- Reading passage:

··········

For most speaker wire I either go to Lowes or Home Depot and buy lamp cord. It works just fine and you can buy just the amount you need at 25 cents a foot. Or, I make my own from a spool of CAT3 cable I bought some years ago to rewire my house phones. I just use one run each for the + -, solder the 8 wire ends together, mark one with red electrical tape, then tape together. Works great.


Interesting Article Here


----------



## SMoKaLoTaPoT (Nov 9, 2010)

Watch out for the "all in one packages" as they push poor quality systems as well as poor speakers & you will get what you pay for there I messed around with 5 recivers before getting it right & the speakers are a must so bear the expence.I run a set of small PSB alfas & an alfa center speaker , with a set of Bose 201s in back.The reciever is a Pioneer vsx815s that feature MCACC which runs a small mic to the sweet spot where you listen & each speaker takes turns signalling the mic so a hard drive on board the reciever sets all speaker size equallization as well as measures the room & sets the sustem up so every time you turn it on you sit in that sweet spot & all speakers perform to the best leveels .Only Pioneer , Yamaha , & Onkyo do that kind of a set up.If you want to check speakers go to a proper shop & get them to close the doors on the big room.then start ramping up the demo speakers.I did this at Future shop here & found 80% of what they had to sell the speaker bottoms fell out 1/4 to 1/3rd the volume up.The result in poor speaker performances is due to a small magnet & lackof sheilding so outside influences can effect the speakers performance .I'm no salesman but my tiny PSB alfas kept an even pace with nuddies big over priced proline & JBL tower speakers & his cost 1200 ea where the PSBs were $150.ea back in the day.

··········

- Data shown:
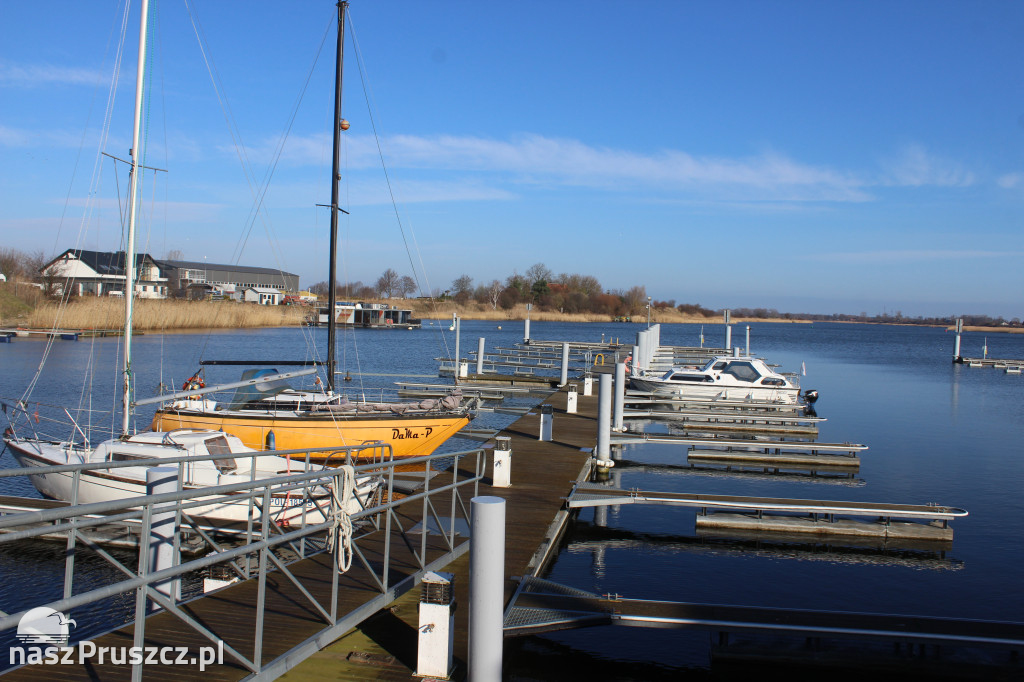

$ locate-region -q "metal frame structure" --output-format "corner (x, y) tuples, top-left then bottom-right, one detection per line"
(0, 442), (485, 680)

··········

- Directions:
a: Reproduce the stretch of the speaker forum thread from "For most speaker" through "together. Works great.".
b: Carry on the forum thread about speakers and receivers after its final sentence.

- Task-by-task results:
a:
For most speaker wire I either go to Lowes or Home Depot and buy lamp cord. It works just fine and you can buy just the amount you need at 25 cents a foot. Or, I make my own from a spool of CAT3 cable I bought some years ago to rewire my house phones. I just use one run each for the + -, solder the 8 wire ends together, mark one with red electrical tape, then tape together. Works great.

b:
they are total shielded speakers & push the air like a compresser through the ports.Those home theaters you see are probley made by K=tall or similar & don't waste your money on them as they can't carry the power.Its best to up size the RMS levels to 1/3rd beyond your recievers max output , then you will never blow one up.Figuredriving your car at 100% it won't last long!
The RMS is measurement of PURE power so that rating gets matched back for sizing the recviever.Do not out do the output levels beyond the spe4akers or you will pay again & again !most shops will sell you anything so the higher end or specialty shops are not so bad as they will at least point you in the proper direction. Walmart may stock great china winter coats nut they don't know jack about high fedelity! so be warned! You don't have to bust the bank but with somany things to but you want to ensure you get the BEST BANG FOR THE BUCK!!!
Its your cash.just like buying a used car..when you 1st arrive you got the cash they got the experiance , but when you leave they got the cash & you've got the experiance!!!
Beware of what you buy


----------



## yustr (Sep 27, 2004)

All true.

PSB's are excellent. There are other very good not overly priced speakers out there but as Smokes says, you have to search them out. Find a good shop, get to know the owner, ask for advice and listen to it. They'll gladly sell you low priced gear because they know you'll come back to upgrade. (In fact, many have trade up policies :grin: )


----------



## obsidian231 (Dec 24, 2010)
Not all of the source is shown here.